■ Zitierte Textpassage

# # # #

Dass die Armut verhältnismäßig so stark gewachsen ist, mag am Aufschwung liegen, den wir nunmehr zu Grabe tragen. Gefühlt einzigartig war dieser Aufschwung durch seine flächenmäßigen Reallohnsenkungen bei respektablem Wirtschafts- und Produktivitätswachstum. Das war die größtmöglich angelegte Elitenförderung. Nicht unverständlich, dass der kleine Mann fortwährend über die da oben schimpft, die sich angeblich die Taschen mit unversteuertem Geld voll machen und ihn aus Sorge um den Aktienindex vor die Tür setzen. Doch handelt Otto-Normalverbraucher etwa besser, hat er eine höhere Steuerquote? Fraglich – „Drum preise nicht als Sittsamkeit, was Mangel an Gelegenheit“ könnte man also mit Wilhelm Busch sagen. Genau das ist allerdings der Punkt: Hätten alle die Möglichkeit einander gleichsam zu betrügen, wir hätten eine gerechtere Gesellschaft. Betrug aber ist ungemein leichter, hat man vertrauenswürdige Komplizen in strategisch günstiger Position. Ein Gesellschaftsmodell in welchem dies übliches Vorgehen ist, nennt sich Vetternwirtschaft. Ein System also, in welchem die Vergabe von Posten und Privilegien nicht nach möglichst objektiven Kriterien, etwa der Leistung des Bewerbers, sondern aufgrund von Beziehungen und Seilschaften erfolgt. Zusammen mit Korruption verbindet sich Vetternwirtschaft gerne zu dem in Köln charmanterweise so genannten „Klüngel“. Dieses Wort wird nicht nur dort traditionell groß geschrieben, in den Korruptionsberichten von OECD und Transparency International belegt Deutschland nach wie vor einen stabilen Platz im Mittelfeld (Wenn sie sich mittlerweile Fragen, was die OECD doch wohl für ein linker Haufen von Wirtschaftsfeinden sei, dann empfehle ich ihnen einfach die ersten paar Zeilen des entsprechenden Wikipedia Artikels).
In Deutschland entscheiden also nicht Leistung oder Fähigkeit über die in der Gesellschaft erreichbare Position. Diesem Umstand tragen auch Eliteschulen und Eliteuniversitäten Rechnung, welche ihr Klientel selbst nicht als „Leistungselite“, sondern lieber als „Verantwortungselite“ bezeichnet sehen. Verantwortungselite, da sie in dem Bewusstsein stehen, irgendwann einmal Verantwortung zu tragen. Verantwortungsbewusstsein ist das aber leider noch lange nicht. Zu der Riege von Verantwortungsträgern zählt etwa Walther Leisler Kiep, dessen Namen ein Gebäude auf der European Business School trägt. Zwar in jüngster Zeit wegen der CDU-Spendenaffäre um Waffenhändler Schreiber „etwas in die Kritik geraten“, aber ein Mensch, „von dem man persönlich viel mitnehmen könne“, wie ein Studentensprecher der EBS in einer Reportage des WDR über ihn zu sagen weiß.

# # # #

[Datensätze aus einer Datensammlung]
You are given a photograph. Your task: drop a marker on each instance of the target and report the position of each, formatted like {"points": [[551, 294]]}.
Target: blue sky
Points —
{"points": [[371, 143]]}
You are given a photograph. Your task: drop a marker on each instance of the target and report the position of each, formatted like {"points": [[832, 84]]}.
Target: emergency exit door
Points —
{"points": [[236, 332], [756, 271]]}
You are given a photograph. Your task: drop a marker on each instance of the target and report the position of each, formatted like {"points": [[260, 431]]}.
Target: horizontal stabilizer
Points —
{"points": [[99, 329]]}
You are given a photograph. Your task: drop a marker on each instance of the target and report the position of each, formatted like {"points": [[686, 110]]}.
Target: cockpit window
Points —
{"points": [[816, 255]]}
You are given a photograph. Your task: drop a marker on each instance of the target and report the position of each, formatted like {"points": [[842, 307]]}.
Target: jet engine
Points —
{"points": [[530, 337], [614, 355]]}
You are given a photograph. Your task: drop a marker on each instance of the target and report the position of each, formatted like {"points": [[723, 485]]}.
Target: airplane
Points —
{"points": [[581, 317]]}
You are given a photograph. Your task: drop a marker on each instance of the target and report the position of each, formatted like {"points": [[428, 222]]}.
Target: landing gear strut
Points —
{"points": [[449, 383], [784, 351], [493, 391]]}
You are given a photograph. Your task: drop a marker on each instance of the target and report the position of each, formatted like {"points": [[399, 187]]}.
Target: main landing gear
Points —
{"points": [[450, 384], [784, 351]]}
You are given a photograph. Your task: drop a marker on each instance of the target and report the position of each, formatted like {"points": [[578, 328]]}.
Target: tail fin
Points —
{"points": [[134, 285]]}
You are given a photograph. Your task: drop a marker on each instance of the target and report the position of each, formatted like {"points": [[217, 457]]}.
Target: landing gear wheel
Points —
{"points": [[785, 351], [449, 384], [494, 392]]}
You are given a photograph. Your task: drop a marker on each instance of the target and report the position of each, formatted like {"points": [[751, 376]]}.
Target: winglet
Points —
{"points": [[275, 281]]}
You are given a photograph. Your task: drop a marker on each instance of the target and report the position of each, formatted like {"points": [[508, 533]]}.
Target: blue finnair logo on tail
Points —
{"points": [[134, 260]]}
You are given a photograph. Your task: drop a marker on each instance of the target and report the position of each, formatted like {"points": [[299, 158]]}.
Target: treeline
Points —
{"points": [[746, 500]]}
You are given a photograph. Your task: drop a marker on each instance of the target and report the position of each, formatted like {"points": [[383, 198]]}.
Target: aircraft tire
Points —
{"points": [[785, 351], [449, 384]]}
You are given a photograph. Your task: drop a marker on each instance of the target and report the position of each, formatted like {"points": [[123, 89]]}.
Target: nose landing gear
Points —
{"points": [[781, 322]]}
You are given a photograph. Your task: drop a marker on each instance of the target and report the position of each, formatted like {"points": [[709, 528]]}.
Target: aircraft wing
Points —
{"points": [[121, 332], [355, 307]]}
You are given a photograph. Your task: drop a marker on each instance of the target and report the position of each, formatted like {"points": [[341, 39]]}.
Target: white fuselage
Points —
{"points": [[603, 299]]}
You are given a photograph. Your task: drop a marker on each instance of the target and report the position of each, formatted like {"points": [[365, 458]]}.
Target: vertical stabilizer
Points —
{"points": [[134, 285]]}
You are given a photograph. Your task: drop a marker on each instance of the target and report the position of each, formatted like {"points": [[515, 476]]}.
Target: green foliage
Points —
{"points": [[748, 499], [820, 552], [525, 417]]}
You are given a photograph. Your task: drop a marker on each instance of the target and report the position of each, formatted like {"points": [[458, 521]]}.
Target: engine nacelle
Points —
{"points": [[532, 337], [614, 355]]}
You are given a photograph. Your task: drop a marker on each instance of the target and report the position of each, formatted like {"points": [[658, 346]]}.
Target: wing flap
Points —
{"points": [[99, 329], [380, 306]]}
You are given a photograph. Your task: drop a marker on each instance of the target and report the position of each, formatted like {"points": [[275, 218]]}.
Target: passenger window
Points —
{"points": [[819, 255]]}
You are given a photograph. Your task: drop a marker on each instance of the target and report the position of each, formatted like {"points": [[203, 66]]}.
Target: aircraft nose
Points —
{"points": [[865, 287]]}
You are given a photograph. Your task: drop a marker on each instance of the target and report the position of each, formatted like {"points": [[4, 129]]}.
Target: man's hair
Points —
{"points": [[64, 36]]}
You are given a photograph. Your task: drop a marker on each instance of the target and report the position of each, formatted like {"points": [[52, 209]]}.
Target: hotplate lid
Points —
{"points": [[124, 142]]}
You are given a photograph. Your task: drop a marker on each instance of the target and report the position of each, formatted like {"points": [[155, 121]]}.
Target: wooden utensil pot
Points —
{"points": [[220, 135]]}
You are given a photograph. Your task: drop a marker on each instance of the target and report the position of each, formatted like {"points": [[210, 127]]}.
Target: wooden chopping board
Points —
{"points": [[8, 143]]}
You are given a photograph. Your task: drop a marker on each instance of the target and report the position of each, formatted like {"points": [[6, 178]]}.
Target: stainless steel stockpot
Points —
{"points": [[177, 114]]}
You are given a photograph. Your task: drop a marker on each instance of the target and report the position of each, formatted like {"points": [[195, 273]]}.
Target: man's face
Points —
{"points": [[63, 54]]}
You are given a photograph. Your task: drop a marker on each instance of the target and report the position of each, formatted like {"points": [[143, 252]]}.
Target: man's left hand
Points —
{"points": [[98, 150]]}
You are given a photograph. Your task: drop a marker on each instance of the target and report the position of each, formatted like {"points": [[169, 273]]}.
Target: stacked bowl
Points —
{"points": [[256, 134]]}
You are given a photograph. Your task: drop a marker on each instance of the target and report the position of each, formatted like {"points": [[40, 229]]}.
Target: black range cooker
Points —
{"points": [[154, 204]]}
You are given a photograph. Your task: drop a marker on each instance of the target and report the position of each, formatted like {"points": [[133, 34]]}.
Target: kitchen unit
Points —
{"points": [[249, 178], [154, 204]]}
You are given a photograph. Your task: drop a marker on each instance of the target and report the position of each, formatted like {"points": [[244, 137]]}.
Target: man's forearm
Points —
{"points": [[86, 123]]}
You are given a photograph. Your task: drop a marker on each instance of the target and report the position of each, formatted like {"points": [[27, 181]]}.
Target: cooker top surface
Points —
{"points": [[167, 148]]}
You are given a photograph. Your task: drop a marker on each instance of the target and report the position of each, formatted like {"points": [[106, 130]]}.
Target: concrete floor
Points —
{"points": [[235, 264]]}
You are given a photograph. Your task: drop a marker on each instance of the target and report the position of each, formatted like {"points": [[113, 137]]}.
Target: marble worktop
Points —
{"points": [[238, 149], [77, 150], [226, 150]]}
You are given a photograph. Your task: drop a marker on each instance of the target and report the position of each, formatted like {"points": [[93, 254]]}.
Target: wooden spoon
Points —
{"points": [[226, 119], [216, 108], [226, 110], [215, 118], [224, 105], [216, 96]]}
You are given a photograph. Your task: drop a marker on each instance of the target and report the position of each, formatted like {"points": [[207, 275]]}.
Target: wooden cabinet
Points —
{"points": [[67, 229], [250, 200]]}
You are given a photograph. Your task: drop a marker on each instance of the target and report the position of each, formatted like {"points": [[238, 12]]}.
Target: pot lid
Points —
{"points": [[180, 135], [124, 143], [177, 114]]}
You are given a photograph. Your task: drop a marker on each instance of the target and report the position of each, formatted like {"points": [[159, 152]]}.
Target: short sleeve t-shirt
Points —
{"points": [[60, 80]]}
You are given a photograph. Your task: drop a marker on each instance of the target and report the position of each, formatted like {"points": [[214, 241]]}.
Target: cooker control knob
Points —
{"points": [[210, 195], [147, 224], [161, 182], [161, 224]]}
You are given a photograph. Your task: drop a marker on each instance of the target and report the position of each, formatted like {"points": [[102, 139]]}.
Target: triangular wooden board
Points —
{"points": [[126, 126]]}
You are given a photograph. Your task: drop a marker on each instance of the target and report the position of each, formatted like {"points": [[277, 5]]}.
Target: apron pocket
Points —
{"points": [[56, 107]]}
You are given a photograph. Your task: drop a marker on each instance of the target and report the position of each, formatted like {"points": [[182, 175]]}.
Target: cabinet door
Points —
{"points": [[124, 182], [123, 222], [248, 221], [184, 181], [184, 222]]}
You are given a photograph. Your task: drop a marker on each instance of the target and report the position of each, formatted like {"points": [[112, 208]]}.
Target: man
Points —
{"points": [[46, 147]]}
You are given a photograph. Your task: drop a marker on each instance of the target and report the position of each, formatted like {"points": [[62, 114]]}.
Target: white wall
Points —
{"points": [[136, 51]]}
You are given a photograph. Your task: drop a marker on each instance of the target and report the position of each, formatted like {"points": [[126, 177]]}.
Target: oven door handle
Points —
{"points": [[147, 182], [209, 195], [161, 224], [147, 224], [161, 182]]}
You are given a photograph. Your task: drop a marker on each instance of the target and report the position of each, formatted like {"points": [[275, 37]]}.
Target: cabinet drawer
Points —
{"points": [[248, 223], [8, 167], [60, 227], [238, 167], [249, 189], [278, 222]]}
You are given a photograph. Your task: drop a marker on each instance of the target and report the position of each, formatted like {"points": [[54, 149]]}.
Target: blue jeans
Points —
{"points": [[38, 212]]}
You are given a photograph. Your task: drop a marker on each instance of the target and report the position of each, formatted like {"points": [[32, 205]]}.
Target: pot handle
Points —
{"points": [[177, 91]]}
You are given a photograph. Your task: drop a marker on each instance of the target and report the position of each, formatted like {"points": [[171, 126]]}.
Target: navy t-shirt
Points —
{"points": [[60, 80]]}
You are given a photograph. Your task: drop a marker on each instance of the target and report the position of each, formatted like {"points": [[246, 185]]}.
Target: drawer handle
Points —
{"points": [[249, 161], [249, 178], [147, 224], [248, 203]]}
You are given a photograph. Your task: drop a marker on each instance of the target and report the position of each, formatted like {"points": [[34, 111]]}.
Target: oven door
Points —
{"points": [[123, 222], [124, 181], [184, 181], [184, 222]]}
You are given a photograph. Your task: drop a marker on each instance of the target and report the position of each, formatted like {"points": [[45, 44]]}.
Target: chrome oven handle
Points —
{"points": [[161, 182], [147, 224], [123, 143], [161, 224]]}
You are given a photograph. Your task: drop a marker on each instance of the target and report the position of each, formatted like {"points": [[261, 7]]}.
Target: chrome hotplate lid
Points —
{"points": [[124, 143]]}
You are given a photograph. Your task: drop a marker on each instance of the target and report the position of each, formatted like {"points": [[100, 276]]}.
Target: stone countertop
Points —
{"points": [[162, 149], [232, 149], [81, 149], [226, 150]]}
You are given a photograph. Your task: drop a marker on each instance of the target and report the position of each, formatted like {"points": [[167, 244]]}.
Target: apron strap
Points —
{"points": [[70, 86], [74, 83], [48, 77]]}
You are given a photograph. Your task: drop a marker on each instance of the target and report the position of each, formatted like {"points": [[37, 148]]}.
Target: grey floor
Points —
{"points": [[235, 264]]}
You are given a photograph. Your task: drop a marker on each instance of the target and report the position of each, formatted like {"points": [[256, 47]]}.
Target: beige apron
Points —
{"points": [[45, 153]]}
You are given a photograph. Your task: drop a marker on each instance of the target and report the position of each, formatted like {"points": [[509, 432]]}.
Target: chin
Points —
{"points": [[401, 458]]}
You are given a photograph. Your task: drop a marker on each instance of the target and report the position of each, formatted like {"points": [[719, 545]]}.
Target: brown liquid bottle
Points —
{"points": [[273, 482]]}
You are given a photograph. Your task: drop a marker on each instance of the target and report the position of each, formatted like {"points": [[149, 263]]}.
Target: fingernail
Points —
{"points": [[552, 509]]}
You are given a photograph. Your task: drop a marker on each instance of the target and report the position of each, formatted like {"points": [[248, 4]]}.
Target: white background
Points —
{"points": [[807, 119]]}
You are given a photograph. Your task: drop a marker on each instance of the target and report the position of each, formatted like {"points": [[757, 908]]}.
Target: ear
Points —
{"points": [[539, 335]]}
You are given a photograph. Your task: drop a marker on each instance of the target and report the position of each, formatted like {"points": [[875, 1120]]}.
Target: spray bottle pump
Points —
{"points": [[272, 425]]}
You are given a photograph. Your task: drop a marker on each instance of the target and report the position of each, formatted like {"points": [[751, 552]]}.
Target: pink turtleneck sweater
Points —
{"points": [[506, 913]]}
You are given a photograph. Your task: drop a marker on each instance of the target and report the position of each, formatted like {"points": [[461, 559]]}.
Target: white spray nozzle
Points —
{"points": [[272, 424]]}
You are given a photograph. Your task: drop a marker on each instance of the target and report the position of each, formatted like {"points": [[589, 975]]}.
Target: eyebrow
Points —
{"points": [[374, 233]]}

# # # #

■ Aufgaben
1 - Beantworte anhand des Textes über Vetternwirtschaft diese Fragen:
(a) Wie wird in Köln die Verbindung von Vetternwirtschaft und Korruption genannt?
(b) Welchen Platz belegt Deutschland in den Korruptionsberichten von OECD und Transparency International?
(c) Wie sehen Eliteschulen und Eliteuniversitäten ihr Klientel lieber bezeichnet?
2 - Bitte gib aus dem Text über Vetternwirtschaft die Stelle von „In Deutschland entscheiden“ bis einschließlich „zu sagen weiß.“ wortgetreu aus.

■ Musterlösungen
1 -
(a) „Klüngel“
(b) Einen stabilen Platz im Mittelfeld
(c) Als „Verantwortungselite“

2 -
In Deutschland entscheiden also nicht Leistung oder Fähigkeit über die in der Gesellschaft erreichbare Position. Diesem Umstand tragen auch Eliteschulen und Eliteuniversitäten Rechnung, welche ihr Klientel selbst nicht als „Leistungselite“, sondern lieber als „Verantwortungselite“ bezeichnet sehen. Verantwortungselite, da sie in dem Bewusstsein stehen, irgendwann einmal Verantwortung zu tragen. Verantwortungsbewusstsein ist das aber leider noch lange nicht. Zu der Riege von Verantwortungsträgern zählt etwa Walther Leisler Kiep, dessen Namen ein Gebäude auf der European Business School trägt. Zwar in jüngster Zeit wegen der CDU-Spendenaffäre um Waffenhändler Schreiber „etwas in die Kritik geraten“, aber ein Mensch, „von dem man persönlich viel mitnehmen könne“, wie ein Studentensprecher der EBS in einer Reportage des WDR über ihn zu sagen weiß.